Giyindiğim hangi mevsimin soluk yüzü
elbet baharımsı bir güneş mecazi bir sıcaklık, arka sokağın da bitmez gürültüsü
Uğultulu bir dönemeç iken b/eşiğim
bilmiyorum da hangi mendebur gölgeye rast geleceğim?
Birilerine benzemek sanırım son
zamanlarda düştüğüm hata aslında düşüncelerini kanıksamak ve benim neyden
ibaret olduğumu düşünmelerine verdiğim izin.
Nöbet geçiren haletiruhiyesi günün:
azıcık pasaklı ve kör düğüm makul olan neyse iz mi düşeceğim ya da birileri
hoşnut olsun diye başımı mı eğeceğim ya da kabul edeceğim düşündüklerinin ben
mizaçlı olduğunu ve düşünemedikleri ne ise ben mi gayret edeceğim onların
yerine?
Hayli zaman oldu hani dışarıda
dolanmayalı.
Hayli zaman oldu birilerinin beni
anlamadığının üzerinden sahi ne kadar zaman geçti?
Cüssem ne ki ya da kimliğim ve kabul
göreceğim hangi meclisi nereden arayıp da bulacağım?

▶ Görev tanımı: Şu ifadelerin metinle örtüşüp örtüşmediğini evet ya da hayır ile belirtin ve her yanıtı destekleyen sözleri metinden birebir alıntılayın: 1. Konuşan kişi uzun süredir dışarıda dolaşmadığını söylüyor. 2. Metne göre arka sokak sessizdir. 3. Konuşan kişi birilerine benzemeyi son zamanlarda düştüğü bir hata olarak görüyor.

[Kutu etiketleme veri kümesinden satırlar]
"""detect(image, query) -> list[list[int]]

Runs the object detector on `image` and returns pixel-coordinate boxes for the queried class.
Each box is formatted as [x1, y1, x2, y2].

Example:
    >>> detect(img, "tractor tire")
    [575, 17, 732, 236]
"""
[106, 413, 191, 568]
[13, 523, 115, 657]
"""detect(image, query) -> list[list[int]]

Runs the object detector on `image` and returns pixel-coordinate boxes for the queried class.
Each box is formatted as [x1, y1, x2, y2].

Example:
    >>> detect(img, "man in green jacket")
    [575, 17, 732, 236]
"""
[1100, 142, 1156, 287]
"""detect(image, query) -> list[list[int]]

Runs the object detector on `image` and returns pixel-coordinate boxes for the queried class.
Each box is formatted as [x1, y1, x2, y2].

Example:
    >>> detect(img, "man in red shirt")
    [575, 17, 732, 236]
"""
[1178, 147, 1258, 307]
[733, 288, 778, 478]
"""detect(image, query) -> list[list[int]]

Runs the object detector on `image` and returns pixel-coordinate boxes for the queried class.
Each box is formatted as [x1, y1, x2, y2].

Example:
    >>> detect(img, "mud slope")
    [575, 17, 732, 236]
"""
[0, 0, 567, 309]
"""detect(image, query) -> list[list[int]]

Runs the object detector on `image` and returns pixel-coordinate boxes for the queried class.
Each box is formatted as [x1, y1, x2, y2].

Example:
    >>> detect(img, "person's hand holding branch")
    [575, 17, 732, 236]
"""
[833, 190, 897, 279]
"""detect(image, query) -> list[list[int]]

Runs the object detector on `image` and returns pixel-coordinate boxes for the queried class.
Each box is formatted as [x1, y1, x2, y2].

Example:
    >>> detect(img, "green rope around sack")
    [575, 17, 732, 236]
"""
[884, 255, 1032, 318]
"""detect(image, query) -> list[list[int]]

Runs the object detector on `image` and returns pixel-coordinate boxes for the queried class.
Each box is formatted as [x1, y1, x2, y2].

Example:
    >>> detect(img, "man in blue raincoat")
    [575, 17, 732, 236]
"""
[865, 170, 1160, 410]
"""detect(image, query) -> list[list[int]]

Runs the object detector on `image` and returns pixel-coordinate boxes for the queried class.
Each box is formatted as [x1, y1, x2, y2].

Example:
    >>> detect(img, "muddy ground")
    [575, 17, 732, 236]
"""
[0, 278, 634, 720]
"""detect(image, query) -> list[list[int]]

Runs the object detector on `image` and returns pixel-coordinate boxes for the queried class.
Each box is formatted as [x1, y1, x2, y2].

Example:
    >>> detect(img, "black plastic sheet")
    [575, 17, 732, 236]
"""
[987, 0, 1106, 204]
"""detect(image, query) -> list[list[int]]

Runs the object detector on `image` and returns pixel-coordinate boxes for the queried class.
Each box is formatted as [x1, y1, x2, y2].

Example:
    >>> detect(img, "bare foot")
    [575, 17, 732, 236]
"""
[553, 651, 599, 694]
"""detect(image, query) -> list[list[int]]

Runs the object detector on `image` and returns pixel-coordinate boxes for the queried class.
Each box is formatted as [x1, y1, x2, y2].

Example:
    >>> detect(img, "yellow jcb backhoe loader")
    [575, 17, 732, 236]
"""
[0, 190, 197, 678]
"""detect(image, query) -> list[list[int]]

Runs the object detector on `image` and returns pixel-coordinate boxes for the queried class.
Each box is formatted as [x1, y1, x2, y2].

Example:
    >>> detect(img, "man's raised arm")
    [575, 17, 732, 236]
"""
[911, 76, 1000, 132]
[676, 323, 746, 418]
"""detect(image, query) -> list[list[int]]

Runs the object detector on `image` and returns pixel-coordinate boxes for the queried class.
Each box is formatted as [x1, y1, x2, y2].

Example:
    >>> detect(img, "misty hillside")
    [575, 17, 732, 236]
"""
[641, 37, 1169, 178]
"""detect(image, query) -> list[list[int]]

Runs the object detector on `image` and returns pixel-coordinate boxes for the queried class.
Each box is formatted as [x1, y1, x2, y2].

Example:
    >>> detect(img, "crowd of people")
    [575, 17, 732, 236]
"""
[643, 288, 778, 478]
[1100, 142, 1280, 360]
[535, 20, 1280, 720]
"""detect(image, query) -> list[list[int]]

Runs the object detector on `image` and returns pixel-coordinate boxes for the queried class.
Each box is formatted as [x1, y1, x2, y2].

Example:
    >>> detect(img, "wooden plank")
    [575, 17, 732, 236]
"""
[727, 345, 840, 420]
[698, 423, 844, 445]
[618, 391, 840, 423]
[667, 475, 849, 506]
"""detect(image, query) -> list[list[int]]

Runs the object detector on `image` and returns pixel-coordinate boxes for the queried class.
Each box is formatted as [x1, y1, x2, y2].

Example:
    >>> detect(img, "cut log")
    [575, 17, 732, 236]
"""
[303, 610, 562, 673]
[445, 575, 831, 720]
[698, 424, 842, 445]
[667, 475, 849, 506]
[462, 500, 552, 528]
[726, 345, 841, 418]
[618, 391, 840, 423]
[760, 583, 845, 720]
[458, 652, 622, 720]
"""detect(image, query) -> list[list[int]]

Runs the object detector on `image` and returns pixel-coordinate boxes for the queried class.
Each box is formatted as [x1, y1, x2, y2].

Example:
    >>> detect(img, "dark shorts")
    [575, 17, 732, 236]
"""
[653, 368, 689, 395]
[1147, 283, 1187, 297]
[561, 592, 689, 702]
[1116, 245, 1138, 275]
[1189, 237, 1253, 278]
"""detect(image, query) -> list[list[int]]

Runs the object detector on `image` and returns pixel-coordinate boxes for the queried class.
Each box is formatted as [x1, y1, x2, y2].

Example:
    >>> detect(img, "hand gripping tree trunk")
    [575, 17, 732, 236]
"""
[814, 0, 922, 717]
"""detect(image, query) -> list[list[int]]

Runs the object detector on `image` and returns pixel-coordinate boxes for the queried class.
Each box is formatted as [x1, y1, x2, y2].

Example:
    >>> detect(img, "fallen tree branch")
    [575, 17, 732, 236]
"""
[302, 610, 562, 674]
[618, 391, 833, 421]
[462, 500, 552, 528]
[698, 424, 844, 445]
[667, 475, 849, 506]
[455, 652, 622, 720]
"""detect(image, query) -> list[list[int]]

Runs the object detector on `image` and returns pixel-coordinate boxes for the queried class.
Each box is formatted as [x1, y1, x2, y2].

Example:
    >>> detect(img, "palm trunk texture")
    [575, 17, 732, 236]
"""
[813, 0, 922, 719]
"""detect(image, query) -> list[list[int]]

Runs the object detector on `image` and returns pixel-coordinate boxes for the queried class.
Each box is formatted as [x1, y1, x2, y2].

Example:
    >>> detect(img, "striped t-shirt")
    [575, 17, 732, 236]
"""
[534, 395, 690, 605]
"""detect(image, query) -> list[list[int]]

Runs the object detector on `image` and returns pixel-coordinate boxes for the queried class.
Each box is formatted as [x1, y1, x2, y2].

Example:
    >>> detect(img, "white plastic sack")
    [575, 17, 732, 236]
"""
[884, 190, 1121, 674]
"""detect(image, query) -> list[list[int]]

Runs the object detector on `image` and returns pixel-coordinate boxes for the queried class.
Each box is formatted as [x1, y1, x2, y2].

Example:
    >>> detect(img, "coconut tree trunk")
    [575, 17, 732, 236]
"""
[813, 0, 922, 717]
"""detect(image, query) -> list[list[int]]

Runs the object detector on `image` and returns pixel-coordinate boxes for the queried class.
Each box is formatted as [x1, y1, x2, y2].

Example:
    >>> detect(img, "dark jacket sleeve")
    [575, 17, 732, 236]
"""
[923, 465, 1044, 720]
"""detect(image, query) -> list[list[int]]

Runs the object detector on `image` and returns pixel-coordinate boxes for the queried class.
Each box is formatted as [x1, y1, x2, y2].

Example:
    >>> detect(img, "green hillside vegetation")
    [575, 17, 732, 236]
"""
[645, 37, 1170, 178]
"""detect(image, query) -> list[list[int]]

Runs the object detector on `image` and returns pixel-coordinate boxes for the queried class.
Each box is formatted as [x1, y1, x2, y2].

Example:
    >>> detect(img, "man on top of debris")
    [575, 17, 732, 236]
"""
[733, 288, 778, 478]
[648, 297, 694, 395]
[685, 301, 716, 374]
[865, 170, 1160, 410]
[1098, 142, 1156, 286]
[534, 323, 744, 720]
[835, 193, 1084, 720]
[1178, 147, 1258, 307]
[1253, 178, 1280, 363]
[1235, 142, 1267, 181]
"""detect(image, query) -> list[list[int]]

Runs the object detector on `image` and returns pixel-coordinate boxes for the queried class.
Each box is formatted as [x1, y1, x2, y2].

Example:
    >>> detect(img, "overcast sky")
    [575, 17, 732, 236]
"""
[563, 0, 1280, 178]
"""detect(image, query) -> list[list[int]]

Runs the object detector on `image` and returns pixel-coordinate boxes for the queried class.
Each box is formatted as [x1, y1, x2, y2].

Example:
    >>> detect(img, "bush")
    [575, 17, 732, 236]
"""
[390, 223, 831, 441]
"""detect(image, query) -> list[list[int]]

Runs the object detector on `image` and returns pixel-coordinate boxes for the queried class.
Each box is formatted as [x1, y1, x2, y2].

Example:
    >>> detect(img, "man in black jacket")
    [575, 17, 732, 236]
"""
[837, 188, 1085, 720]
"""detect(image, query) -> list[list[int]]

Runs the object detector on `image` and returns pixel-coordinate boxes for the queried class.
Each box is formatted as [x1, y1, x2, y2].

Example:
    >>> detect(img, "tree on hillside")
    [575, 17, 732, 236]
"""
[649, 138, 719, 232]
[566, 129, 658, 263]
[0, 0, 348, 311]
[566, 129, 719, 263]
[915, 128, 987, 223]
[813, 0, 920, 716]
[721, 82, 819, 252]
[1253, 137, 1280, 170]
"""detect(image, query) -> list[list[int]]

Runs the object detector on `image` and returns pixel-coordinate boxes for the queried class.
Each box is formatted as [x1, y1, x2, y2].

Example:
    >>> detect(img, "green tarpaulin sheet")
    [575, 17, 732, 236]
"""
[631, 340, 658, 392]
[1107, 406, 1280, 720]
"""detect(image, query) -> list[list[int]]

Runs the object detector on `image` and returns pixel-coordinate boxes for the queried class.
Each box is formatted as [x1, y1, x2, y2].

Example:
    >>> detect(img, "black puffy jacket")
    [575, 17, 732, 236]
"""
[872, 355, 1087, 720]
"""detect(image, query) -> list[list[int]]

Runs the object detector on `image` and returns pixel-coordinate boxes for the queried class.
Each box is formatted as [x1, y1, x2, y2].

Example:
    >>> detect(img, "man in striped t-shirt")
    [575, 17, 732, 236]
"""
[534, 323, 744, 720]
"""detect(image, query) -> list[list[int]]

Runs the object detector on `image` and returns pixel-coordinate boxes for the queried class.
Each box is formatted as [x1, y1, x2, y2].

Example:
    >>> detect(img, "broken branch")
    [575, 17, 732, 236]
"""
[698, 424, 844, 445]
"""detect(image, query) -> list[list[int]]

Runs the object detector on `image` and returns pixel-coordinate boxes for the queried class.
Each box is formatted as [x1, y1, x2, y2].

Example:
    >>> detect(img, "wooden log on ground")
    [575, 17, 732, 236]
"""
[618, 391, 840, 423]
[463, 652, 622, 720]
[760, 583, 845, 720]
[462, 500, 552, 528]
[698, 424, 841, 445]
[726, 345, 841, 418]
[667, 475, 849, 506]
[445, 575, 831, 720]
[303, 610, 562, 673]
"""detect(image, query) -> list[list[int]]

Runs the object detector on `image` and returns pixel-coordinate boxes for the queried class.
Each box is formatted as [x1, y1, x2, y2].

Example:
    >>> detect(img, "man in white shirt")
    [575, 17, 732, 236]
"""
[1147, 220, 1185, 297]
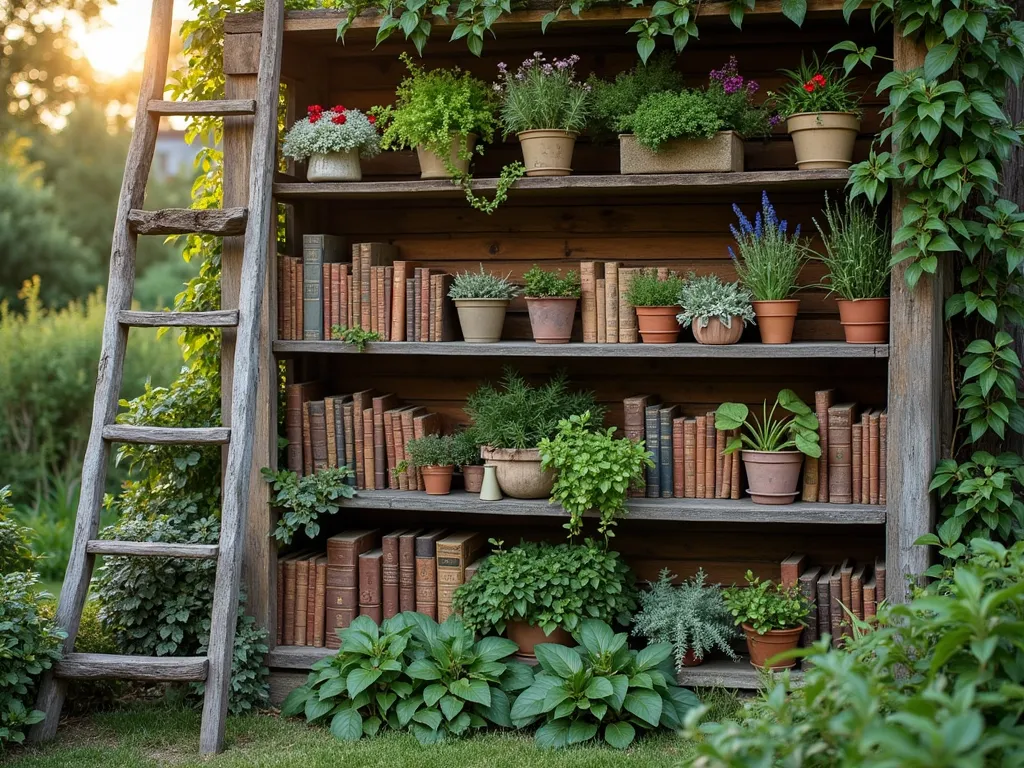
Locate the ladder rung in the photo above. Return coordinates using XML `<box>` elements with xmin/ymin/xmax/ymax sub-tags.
<box><xmin>103</xmin><ymin>424</ymin><xmax>231</xmax><ymax>445</ymax></box>
<box><xmin>146</xmin><ymin>98</ymin><xmax>256</xmax><ymax>118</ymax></box>
<box><xmin>118</xmin><ymin>309</ymin><xmax>239</xmax><ymax>328</ymax></box>
<box><xmin>85</xmin><ymin>539</ymin><xmax>220</xmax><ymax>560</ymax></box>
<box><xmin>53</xmin><ymin>653</ymin><xmax>209</xmax><ymax>682</ymax></box>
<box><xmin>128</xmin><ymin>208</ymin><xmax>249</xmax><ymax>234</ymax></box>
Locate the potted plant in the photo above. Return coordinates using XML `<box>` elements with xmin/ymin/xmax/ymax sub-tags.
<box><xmin>633</xmin><ymin>568</ymin><xmax>739</xmax><ymax>670</ymax></box>
<box><xmin>406</xmin><ymin>434</ymin><xmax>462</xmax><ymax>496</ymax></box>
<box><xmin>715</xmin><ymin>389</ymin><xmax>821</xmax><ymax>504</ymax></box>
<box><xmin>449</xmin><ymin>264</ymin><xmax>519</xmax><ymax>344</ymax></box>
<box><xmin>626</xmin><ymin>269</ymin><xmax>683</xmax><ymax>344</ymax></box>
<box><xmin>466</xmin><ymin>369</ymin><xmax>604</xmax><ymax>499</ymax></box>
<box><xmin>729</xmin><ymin>193</ymin><xmax>807</xmax><ymax>344</ymax></box>
<box><xmin>523</xmin><ymin>264</ymin><xmax>580</xmax><ymax>344</ymax></box>
<box><xmin>778</xmin><ymin>54</ymin><xmax>860</xmax><ymax>170</ymax></box>
<box><xmin>495</xmin><ymin>51</ymin><xmax>591</xmax><ymax>176</ymax></box>
<box><xmin>618</xmin><ymin>57</ymin><xmax>777</xmax><ymax>174</ymax></box>
<box><xmin>282</xmin><ymin>104</ymin><xmax>381</xmax><ymax>181</ymax></box>
<box><xmin>538</xmin><ymin>411</ymin><xmax>654</xmax><ymax>537</ymax></box>
<box><xmin>452</xmin><ymin>539</ymin><xmax>636</xmax><ymax>656</ymax></box>
<box><xmin>814</xmin><ymin>196</ymin><xmax>892</xmax><ymax>344</ymax></box>
<box><xmin>676</xmin><ymin>272</ymin><xmax>754</xmax><ymax>344</ymax></box>
<box><xmin>725</xmin><ymin>570</ymin><xmax>810</xmax><ymax>670</ymax></box>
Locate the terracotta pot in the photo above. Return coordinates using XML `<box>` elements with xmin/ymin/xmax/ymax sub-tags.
<box><xmin>526</xmin><ymin>296</ymin><xmax>580</xmax><ymax>344</ymax></box>
<box><xmin>785</xmin><ymin>112</ymin><xmax>860</xmax><ymax>171</ymax></box>
<box><xmin>740</xmin><ymin>451</ymin><xmax>804</xmax><ymax>504</ymax></box>
<box><xmin>420</xmin><ymin>465</ymin><xmax>455</xmax><ymax>496</ymax></box>
<box><xmin>751</xmin><ymin>299</ymin><xmax>800</xmax><ymax>344</ymax></box>
<box><xmin>836</xmin><ymin>299</ymin><xmax>889</xmax><ymax>344</ymax></box>
<box><xmin>462</xmin><ymin>464</ymin><xmax>483</xmax><ymax>494</ymax></box>
<box><xmin>306</xmin><ymin>150</ymin><xmax>362</xmax><ymax>181</ymax></box>
<box><xmin>455</xmin><ymin>299</ymin><xmax>509</xmax><ymax>344</ymax></box>
<box><xmin>692</xmin><ymin>317</ymin><xmax>743</xmax><ymax>344</ymax></box>
<box><xmin>618</xmin><ymin>131</ymin><xmax>743</xmax><ymax>175</ymax></box>
<box><xmin>416</xmin><ymin>133</ymin><xmax>476</xmax><ymax>178</ymax></box>
<box><xmin>742</xmin><ymin>624</ymin><xmax>804</xmax><ymax>670</ymax></box>
<box><xmin>636</xmin><ymin>306</ymin><xmax>679</xmax><ymax>344</ymax></box>
<box><xmin>480</xmin><ymin>447</ymin><xmax>555</xmax><ymax>499</ymax></box>
<box><xmin>518</xmin><ymin>130</ymin><xmax>580</xmax><ymax>176</ymax></box>
<box><xmin>505</xmin><ymin>622</ymin><xmax>572</xmax><ymax>656</ymax></box>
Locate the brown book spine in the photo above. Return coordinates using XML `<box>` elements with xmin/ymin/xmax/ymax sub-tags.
<box><xmin>693</xmin><ymin>416</ymin><xmax>708</xmax><ymax>499</ymax></box>
<box><xmin>618</xmin><ymin>267</ymin><xmax>640</xmax><ymax>344</ymax></box>
<box><xmin>814</xmin><ymin>389</ymin><xmax>836</xmax><ymax>502</ymax></box>
<box><xmin>381</xmin><ymin>530</ymin><xmax>401</xmax><ymax>618</ymax></box>
<box><xmin>604</xmin><ymin>261</ymin><xmax>618</xmax><ymax>344</ymax></box>
<box><xmin>850</xmin><ymin>424</ymin><xmax>861</xmax><ymax>504</ymax></box>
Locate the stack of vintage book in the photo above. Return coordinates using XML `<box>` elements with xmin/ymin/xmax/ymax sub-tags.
<box><xmin>623</xmin><ymin>389</ymin><xmax>887</xmax><ymax>505</ymax></box>
<box><xmin>278</xmin><ymin>234</ymin><xmax>457</xmax><ymax>341</ymax></box>
<box><xmin>285</xmin><ymin>382</ymin><xmax>441</xmax><ymax>490</ymax></box>
<box><xmin>276</xmin><ymin>528</ymin><xmax>486</xmax><ymax>648</ymax></box>
<box><xmin>779</xmin><ymin>554</ymin><xmax>886</xmax><ymax>646</ymax></box>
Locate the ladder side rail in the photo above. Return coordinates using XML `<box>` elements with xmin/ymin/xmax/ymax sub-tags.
<box><xmin>200</xmin><ymin>0</ymin><xmax>285</xmax><ymax>754</ymax></box>
<box><xmin>30</xmin><ymin>0</ymin><xmax>173</xmax><ymax>741</ymax></box>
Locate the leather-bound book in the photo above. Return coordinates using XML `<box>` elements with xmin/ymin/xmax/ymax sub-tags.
<box><xmin>398</xmin><ymin>528</ymin><xmax>424</xmax><ymax>611</ymax></box>
<box><xmin>437</xmin><ymin>530</ymin><xmax>485</xmax><ymax>623</ymax></box>
<box><xmin>359</xmin><ymin>548</ymin><xmax>384</xmax><ymax>624</ymax></box>
<box><xmin>381</xmin><ymin>530</ymin><xmax>404</xmax><ymax>618</ymax></box>
<box><xmin>416</xmin><ymin>528</ymin><xmax>446</xmax><ymax>620</ymax></box>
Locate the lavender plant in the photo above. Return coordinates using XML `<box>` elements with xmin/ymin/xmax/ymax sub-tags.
<box><xmin>729</xmin><ymin>191</ymin><xmax>807</xmax><ymax>301</ymax></box>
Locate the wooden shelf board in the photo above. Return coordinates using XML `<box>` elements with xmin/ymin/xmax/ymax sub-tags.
<box><xmin>273</xmin><ymin>341</ymin><xmax>889</xmax><ymax>359</ymax></box>
<box><xmin>342</xmin><ymin>490</ymin><xmax>886</xmax><ymax>525</ymax></box>
<box><xmin>273</xmin><ymin>170</ymin><xmax>850</xmax><ymax>200</ymax></box>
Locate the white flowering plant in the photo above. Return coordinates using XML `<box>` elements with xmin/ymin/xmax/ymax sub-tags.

▶ Görev çıktısı:
1. Evet: "Hayli zaman oldu hani dışarıda dolanmayalı."
2. Hayır: "arka sokağın da bitmez gürültüsü"
3. Evet: "Birilerine benzemek sanırım son zamanlarda düştüğüm hata"